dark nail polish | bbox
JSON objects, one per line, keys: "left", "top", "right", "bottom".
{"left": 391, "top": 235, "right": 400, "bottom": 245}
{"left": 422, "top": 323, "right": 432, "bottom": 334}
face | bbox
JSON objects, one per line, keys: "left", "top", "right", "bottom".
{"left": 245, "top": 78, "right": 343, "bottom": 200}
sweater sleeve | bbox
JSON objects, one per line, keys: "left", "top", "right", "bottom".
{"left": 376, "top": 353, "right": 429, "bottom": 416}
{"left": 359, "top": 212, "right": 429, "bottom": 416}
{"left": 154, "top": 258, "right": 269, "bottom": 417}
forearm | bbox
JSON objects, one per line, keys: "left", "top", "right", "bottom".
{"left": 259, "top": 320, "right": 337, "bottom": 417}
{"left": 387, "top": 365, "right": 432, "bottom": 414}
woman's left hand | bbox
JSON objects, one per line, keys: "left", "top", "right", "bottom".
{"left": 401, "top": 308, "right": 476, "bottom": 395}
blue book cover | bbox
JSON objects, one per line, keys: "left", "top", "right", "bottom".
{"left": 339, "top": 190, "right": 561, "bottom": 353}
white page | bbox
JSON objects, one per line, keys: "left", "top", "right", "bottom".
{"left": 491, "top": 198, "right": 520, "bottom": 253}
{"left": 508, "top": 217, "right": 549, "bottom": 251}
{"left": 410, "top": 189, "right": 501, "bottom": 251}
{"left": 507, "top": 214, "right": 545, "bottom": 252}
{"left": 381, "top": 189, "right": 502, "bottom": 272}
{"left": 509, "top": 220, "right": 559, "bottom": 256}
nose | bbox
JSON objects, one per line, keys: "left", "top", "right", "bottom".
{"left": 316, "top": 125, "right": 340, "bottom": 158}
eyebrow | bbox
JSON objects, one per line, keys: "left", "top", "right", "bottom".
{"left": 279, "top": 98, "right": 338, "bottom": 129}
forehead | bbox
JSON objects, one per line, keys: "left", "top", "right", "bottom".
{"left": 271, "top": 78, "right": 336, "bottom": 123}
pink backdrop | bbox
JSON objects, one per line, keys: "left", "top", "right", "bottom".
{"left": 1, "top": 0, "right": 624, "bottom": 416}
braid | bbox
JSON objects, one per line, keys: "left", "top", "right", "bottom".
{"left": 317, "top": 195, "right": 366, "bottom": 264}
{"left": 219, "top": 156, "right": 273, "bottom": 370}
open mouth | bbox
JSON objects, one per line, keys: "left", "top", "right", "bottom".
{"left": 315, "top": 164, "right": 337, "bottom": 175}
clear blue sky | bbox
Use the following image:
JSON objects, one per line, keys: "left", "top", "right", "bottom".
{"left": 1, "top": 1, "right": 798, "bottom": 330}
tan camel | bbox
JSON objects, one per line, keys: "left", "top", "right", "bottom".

### What you should do
The full listing should be restated word for word.

### Expected answer
dark nail polish | bbox
JSON objects, one per line, keys: "left", "top", "right", "bottom".
{"left": 391, "top": 235, "right": 400, "bottom": 245}
{"left": 422, "top": 323, "right": 432, "bottom": 334}
face | bbox
JSON objects, one per line, keys: "left", "top", "right", "bottom".
{"left": 245, "top": 78, "right": 343, "bottom": 200}
sweater sleeve | bbox
JSON objects, one per line, keys: "left", "top", "right", "bottom".
{"left": 376, "top": 353, "right": 429, "bottom": 416}
{"left": 359, "top": 212, "right": 429, "bottom": 416}
{"left": 154, "top": 258, "right": 269, "bottom": 417}
forearm | bbox
JSON objects, one per line, keys: "left", "top", "right", "bottom".
{"left": 259, "top": 320, "right": 337, "bottom": 417}
{"left": 387, "top": 365, "right": 432, "bottom": 414}
woman's left hand | bbox
JSON objects, one per line, keys: "left", "top", "right", "bottom".
{"left": 401, "top": 308, "right": 476, "bottom": 395}
blue book cover | bbox
JSON objects, one per line, keys: "left", "top", "right", "bottom".
{"left": 339, "top": 190, "right": 561, "bottom": 353}
white page | bbox
JSON objects, one per line, keys: "left", "top", "right", "bottom".
{"left": 491, "top": 198, "right": 520, "bottom": 253}
{"left": 508, "top": 217, "right": 549, "bottom": 251}
{"left": 410, "top": 189, "right": 501, "bottom": 251}
{"left": 507, "top": 214, "right": 545, "bottom": 252}
{"left": 381, "top": 189, "right": 502, "bottom": 272}
{"left": 509, "top": 220, "right": 559, "bottom": 256}
nose | bbox
JSON objects, one per line, keys: "left", "top", "right", "bottom".
{"left": 316, "top": 125, "right": 340, "bottom": 158}
eyebrow | bbox
JSON objects, one per line, keys: "left", "top", "right", "bottom".
{"left": 279, "top": 98, "right": 338, "bottom": 129}
forehead | bbox
JSON objects, one per line, keys: "left", "top", "right", "bottom".
{"left": 271, "top": 78, "right": 336, "bottom": 123}
pink backdrop | bbox
JSON objects, one per line, keys: "left", "top", "right", "bottom".
{"left": 1, "top": 0, "right": 624, "bottom": 416}
braid | bbox
JSON objects, one per line, keys: "left", "top", "right", "bottom".
{"left": 317, "top": 195, "right": 366, "bottom": 264}
{"left": 219, "top": 156, "right": 273, "bottom": 370}
open mouth | bbox
JSON objects, one per line, keys: "left", "top", "right", "bottom".
{"left": 315, "top": 164, "right": 337, "bottom": 175}
clear blue sky | bbox
Use the following image:
JSON objects, one per line, keys: "left", "top", "right", "bottom".
{"left": 1, "top": 1, "right": 798, "bottom": 330}
tan camel | bbox
JSON objects, one per line, keys: "left", "top", "right", "bottom".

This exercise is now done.